## [READING PASSAGE]
Tracing child processes with redbug

Roberto Aloi
About Erlang
Published in
2 min readMar 30, 2018

Redbug is a tracing and debugging utility which allows you to troubleshoot your Erlang releases in a simple way. Redbug makes tracing Erlang code a smooth and pleasant experience by leveraging the Erlang tracing functionalities and combining them with a user-friendly API. I extensively wrote about Redbug already, so I won’t repeat myself here.

What I want to share, instead, is an interesting feature that has recently been included in redbug, but went almost un-noticed by the mass. This is probably due to the fact that, some months ago, redbug sneakily moved away from the eper project to its own repo on GitHub. The redbug version inside eper is apparently not actively maintained anymore.

Long story short, redbug now allows you to restrict tracing not just to a given set of processes, but also to their children. It does so by leveraging the set_on_spawn Erlang tracing flag which ensures that processes created by the set of traced processes are also traced.

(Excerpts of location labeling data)
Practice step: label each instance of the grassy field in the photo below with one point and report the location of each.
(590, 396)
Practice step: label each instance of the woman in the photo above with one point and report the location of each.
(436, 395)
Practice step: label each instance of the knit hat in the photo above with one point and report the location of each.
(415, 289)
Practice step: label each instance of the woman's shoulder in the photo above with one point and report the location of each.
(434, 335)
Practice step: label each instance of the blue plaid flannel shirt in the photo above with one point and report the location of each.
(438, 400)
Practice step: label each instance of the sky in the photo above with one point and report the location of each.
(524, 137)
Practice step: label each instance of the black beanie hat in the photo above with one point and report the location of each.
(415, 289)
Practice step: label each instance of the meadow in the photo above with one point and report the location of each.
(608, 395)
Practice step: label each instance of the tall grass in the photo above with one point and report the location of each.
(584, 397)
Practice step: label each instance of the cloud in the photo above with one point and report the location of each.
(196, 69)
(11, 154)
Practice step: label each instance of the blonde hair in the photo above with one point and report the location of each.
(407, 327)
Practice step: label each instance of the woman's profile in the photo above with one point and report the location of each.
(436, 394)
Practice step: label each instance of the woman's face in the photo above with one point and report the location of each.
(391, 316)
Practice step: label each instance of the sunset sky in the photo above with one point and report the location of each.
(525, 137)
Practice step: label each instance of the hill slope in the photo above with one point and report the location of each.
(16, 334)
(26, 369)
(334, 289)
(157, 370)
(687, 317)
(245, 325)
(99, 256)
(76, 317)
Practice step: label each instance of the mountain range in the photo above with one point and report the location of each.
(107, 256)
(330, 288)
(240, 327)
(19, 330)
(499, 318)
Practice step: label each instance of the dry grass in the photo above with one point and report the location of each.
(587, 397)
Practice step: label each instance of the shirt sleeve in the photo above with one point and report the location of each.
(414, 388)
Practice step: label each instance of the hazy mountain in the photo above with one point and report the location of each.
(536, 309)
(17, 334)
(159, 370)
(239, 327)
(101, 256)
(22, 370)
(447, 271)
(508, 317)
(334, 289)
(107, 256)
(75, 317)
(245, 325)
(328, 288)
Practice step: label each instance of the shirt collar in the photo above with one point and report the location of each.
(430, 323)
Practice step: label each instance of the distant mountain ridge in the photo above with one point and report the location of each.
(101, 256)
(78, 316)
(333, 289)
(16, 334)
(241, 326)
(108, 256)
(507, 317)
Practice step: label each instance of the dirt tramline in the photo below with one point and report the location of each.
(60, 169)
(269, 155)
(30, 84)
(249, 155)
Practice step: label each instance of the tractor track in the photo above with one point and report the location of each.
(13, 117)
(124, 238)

## [WRITTEN INSTRUCTION 1]
Answer these questions from the redbug article:
(a) What does redbug combine the Erlang tracing functionalities with?
(b) Where did redbug move to when it left the eper project?
(c) Which Erlang tracing flag does redbug use to trace child processes?
## [WRITTEN INSTRUCTION 2]
Please echo the redbug article starting with "Tracing child processes" and going on through "repeat myself here.".
These entries have no connection to the redbug article.

## [FULL ANSWER 1]
(a) A user-friendly API.
(b) Its own repo on GitHub.
(c) The set_on_spawn flag.

## [FULL ANSWER 2]
Tracing child processes with redbug

Roberto Aloi
About Erlang
Published in
2 min readMar 30, 2018

Redbug is a tracing and debugging utility which allows you to troubleshoot your Erlang releases in a simple way. Redbug makes tracing Erlang code a smooth and pleasant experience by leveraging the Erlang tracing functionalities and combining them with a user-friendly API. I extensively wrote about Redbug already, so I won’t repeat myself here.